Tuesday, February 10, 2009

The Cottage


I'd like to thank Pencil Lines for helping me know what to do with both the lace paper and corn pattern paper. I'd been looking for the perfect Sketch for about three months. Thank you for the inspiration!

My Dad's Parents, Granpa & Granma, lived in Euclid, OH. In the summers they moved out to their summer cottage on the Geneva River. I loved spending time at "The Cottage," as the family would call it. It meant spending time with my Uncle Bob and Aunt Carol as well as my cousins Lynda and David. Funny how Granpa and Granma were Papa and Nana and David is now Dave. As Lynda, Dave and I reached teenagers the names changed.

I know we spent even more time at The Cottage when we lived in Niagara Falls. Yet I remember, being there when we lived in Delaware for two weeks each summer. There I learned to love my Granpa's garden. There was the main 1 acre vegatable garden, a small raspberry patch, and then smaller flower beds scattered about the lawn. The vegatable garden was off limits to the kids unless we were an adult. Now that I look back on that rule I can understand it would be a diaster if five kids went running down the rows. That one acre garden provided enough vegatables for my grandparents and my Aunt and Uncles family for almost a year. They only bought vegatables four to six weeks out of the year before the vegatables started to come in. My Granpa kept three compost bins. One for the current gardening year, one still a work in progress and one that all the current organic matter was going into. There were wonderful grass paths through the garden kept edged to perfection. Three pound coffee cans with holes punched in the bottom for water to drain strategically placed so if Granpa found a stone it went in the can...and no stone throwing by the kids.

**CHALLENGES**
A) From the post about The Cottage, list every relative the writer calls by name.
B) According to the post about The Cottage, how many weeks a year did the family have to buy vegetables?
C) Sum up the post about The Cottage in two sentences.

**GIVEN RECORDS**
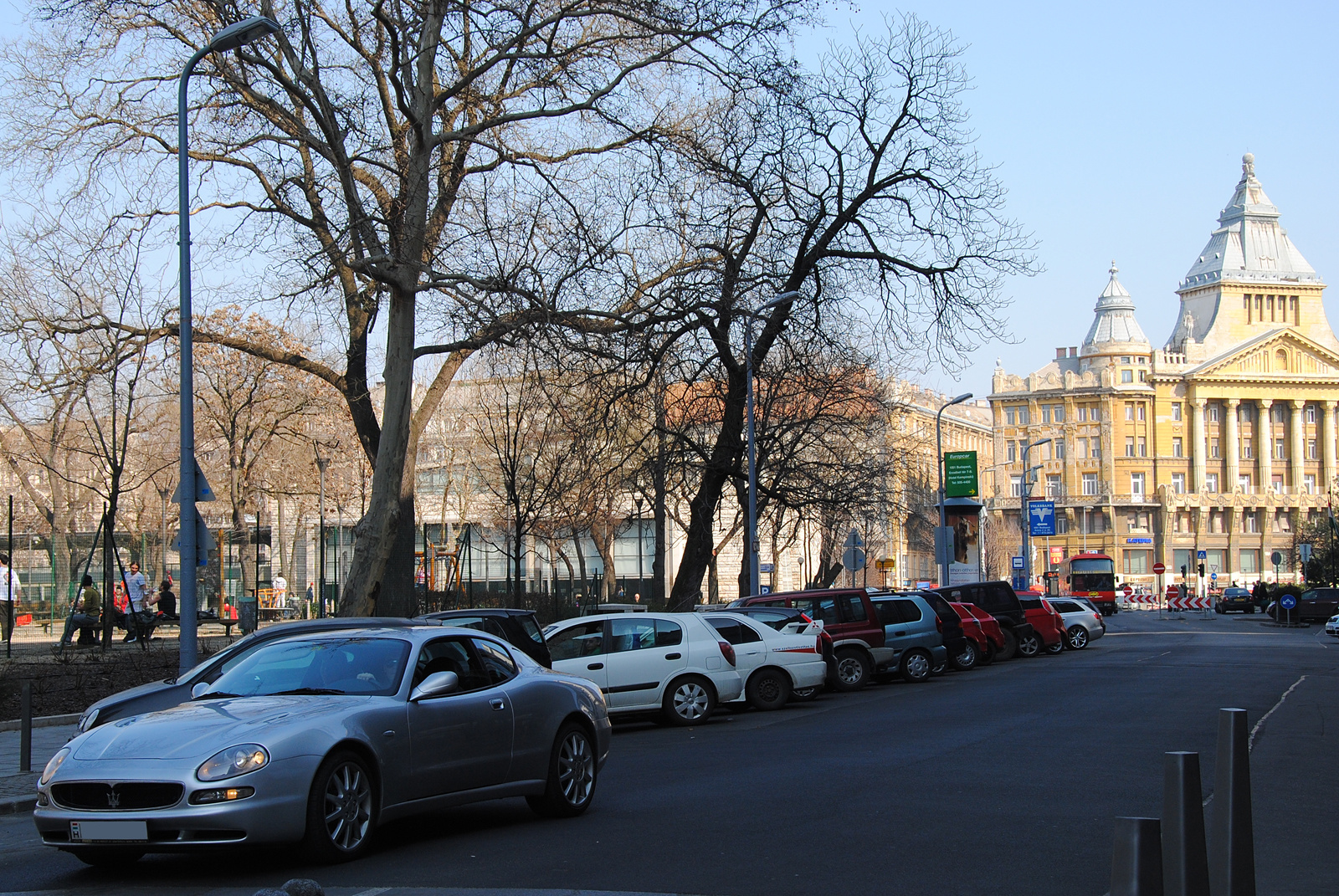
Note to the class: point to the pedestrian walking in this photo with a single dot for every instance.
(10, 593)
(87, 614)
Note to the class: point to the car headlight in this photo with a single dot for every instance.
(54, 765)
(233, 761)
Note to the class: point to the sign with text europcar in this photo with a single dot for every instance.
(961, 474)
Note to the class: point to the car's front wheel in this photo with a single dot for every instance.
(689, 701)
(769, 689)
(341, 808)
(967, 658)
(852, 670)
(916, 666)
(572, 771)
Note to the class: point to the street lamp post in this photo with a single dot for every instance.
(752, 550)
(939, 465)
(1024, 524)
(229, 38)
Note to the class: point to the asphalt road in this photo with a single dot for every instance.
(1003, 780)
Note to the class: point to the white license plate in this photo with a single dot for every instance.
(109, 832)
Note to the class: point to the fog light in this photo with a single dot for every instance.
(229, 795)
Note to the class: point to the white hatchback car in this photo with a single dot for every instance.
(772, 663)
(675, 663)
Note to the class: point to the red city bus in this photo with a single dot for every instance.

**PROBLEM SOLUTIONS**
A) Granpa (Papa), Granma (Nana), Uncle Bob, Aunt Carol, Lynda, and David (now Dave)

B) Four to six weeks.

C) The writer remembers summers at The Cottage on the Geneva River, where Granpa and Granma moved each summer and where the writer spent time with Uncle Bob, Aunt Carol, and cousins Lynda and David. There the writer learned to love Granpa's garden, whose one-acre vegetable plot fed the grandparents and the aunt and uncle's family for almost a year.